> **SELECTED TEXT**
Start of Block

Five years later, Lewis’s name for the technique stuck, even though, as he’s joked, “RAG” is not a great acronym. The pattern is now used in hundreds of papers and almost every commercial AI system that needs to be both fluent and factual.

How RAG Works

A RAG pipeline has three stages:

indexing, retrieval, and generation.

Almost everything you’ll ever read about RAG is some variation of these three.

Indexing

Indexing happens before any user asks anything. You take your knowledge base, PDFs, articles, database rows, support tickets, anything textual, and break it into smaller pieces called chunks.

Each chunk is then converted into a vector through an embedding model like OpenAI’s text-embedding-3, Cohere’s embed-v3, or open-source options like the sentence-transformers family. A vector is just a list of numbers, usually somewhere between 384 and 3,072 of them, that represents the meaning of the chunk in a way machines can compare.

These vectors live in a vector database like Qdrant, Pinecone, or a normal dg using extensions or vector columns. You only run indexing when your data changes. The output is a searchable index where things that mean similar things are physically close to each other.

Retrieval

When a user asks a question, you embed the question with the same model and search the vector database for the chunks closest in meaning. Closeness is usually measured by cosine similarity.

This is the part that surprises people coming from keyword search. The user can ask “Easter” and the system can return a chunk that talks about “rabbit”, because the meanings are close, even with no overlapping words.

That sounds magical until you realize it’s also the most common point of failure. If the wrong chunks come back, no LLM in the world can save the answer. Retrieval is where most RAG systems quietly break.

That’s why production teams almost never rely on vector search alone. The current best practice is hybrid search, running vector search alongside a classic keyword algorithm like BM25 and merging the results, often with a step called reciprocal rank fusion. Vector search catches semantic matches. BM25 catches exact terms, error codes, product IDs, version numbers, that embeddings tend to miss. Combined, they cover each other’s blind spots. Many teams add a reranker (a small cross-encoder model) on top to reorder the final shortlist.

End of Block

> **TASK A**
Answer these questions from the RAG text:
(i) What are the three stages of a RAG pipeline?
(ii) What is usually used to measure closeness during retrieval?
(iii) Which classic keyword algorithm does hybrid search run alongside vector search?
> **TASK B**
Reproduce the stretch of the RAG text from "Each chunk is" through "machines can compare.".

> **RAW DATA**
Start of Block

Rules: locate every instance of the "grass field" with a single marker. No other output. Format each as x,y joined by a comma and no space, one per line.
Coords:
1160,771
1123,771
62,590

End of Block

> **EXERCISE RESULT A**
(i) Indexing, retrieval, and generation.
(ii) Cosine similarity.
(iii) BM25.

> **EXERCISE RESULT B**
Each chunk is then converted into a vector through an embedding model like OpenAI’s text-embedding-3, Cohere’s embed-v3, or open-source options like the sentence-transformers family. A vector is just a list of numbers, usually somewhere between 384 and 3,072 of them, that represents the meaning of the chunk in a way machines can compare.